═════ SOURCE EXTRACT ═════

From: david on
On Tue, 10 Aug 2010, Matthew Garrett wrote:

> On Tue, Aug 10, 2010 at 09:38:49AM +0100, Alan Cox wrote:
>>> Hmmm... Exactly which part do you consider flawed? Let's take it
>>> one sentence at a time. The devices that I know of that lack suspend
>>> blockers also lack opportunistic suspend. Therefore, all applications on
>>> such devices run as would an application that acquired a suspend blocker
>>> when it started and did not release that suspend blocker until it exited.
>>> Pretty straightforward.
>>
>> What do you mean by "opportunistic suspend", lots of systems drop into
>> lowest power states whenever they can. "Suspend is different" is a bit of
>> Android religion that I am dubious has any basis in reality as seen from
>> the application end of the universe.

═════ SUPPLIED ENTRIES ═════

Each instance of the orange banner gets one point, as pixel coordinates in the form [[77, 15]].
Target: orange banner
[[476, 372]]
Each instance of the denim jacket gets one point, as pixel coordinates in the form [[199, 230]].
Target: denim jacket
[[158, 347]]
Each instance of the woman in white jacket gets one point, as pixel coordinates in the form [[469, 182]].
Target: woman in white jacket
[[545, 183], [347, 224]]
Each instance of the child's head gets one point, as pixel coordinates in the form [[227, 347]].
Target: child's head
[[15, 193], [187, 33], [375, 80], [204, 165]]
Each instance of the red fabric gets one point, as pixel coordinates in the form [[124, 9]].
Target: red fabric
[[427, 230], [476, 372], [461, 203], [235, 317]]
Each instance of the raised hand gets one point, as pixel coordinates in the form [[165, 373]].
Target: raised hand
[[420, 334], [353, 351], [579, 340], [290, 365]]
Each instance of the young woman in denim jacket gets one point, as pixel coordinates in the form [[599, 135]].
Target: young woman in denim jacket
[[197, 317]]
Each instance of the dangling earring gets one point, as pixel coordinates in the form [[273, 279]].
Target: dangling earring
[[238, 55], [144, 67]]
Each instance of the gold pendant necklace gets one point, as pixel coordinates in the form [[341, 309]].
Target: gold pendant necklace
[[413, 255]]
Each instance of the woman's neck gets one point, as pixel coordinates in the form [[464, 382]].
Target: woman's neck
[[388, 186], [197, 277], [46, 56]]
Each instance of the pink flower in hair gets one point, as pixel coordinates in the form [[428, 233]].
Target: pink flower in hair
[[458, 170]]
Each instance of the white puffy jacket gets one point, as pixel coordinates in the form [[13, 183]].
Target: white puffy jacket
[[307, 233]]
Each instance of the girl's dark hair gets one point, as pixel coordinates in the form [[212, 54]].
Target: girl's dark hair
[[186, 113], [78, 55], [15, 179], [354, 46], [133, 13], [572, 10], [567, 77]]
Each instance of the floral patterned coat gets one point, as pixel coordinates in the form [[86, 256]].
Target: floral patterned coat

═════

■ WORK INSTRUCTIONS:
**1)** Answer these from the suspend blocker discussion:
(a) At what time was Alan Cox's message on Tue, Aug 10 sent?
(b) What do the devices without suspend blockers also lack?
(c) What does the reply call the idea that "Suspend is different"?
**2)** Continue the suspend blocker discussion from its last line.
The listing is separate material, apart from the suspend blocker discussion.

■ RESPONSES PER TASK:
**1)**
(a) 09:38:49AM +0100
(b) Opportunistic suspend
(c) A bit of Android religion

**2)**
>>
>> You may also wish to review the earlier parts of the discussion where it
>> was explicitly stated by several developers that they were using
>> "suspend" type modes as power states already and not using suspend
>> blockers. So it's being done, today on ARM and your statement is directly
>> contradicting the code. Modern ARM processors and x86 MID devices can
>> suspend and resume extremely fast (fast enough that the fact Linux x86
>> rewriting all the SMP alternatives on suspend/resume is a measurable
>> problem). If this same property doesn't end up on big PC boxes in time
>> then I'd be very surprised. At that point the openoffice with suspend
>> blockers or oracle with suspend blockers question becomes rather relevant.
>
> There's a clear and absolute difference between system suspend and
> entering the same hardware state from the idle loop. That difference is
> that processes aren't scheduled until an explicit wakeup event occurs.
> Android is entirely capable of entering the same low power state at idle
> (it's done with a hardcoded idle loop on Qualcomm, cpuidle on omap), but
> if you have more than 0 scheduling wakeups a second then your power draw
> is going to be greater.
>
> I agree that we should be targetting 0 wakeups per second. I don't agree
> that it's realistic to insist that a use model that assumes imperfect
> software is an invalid use model.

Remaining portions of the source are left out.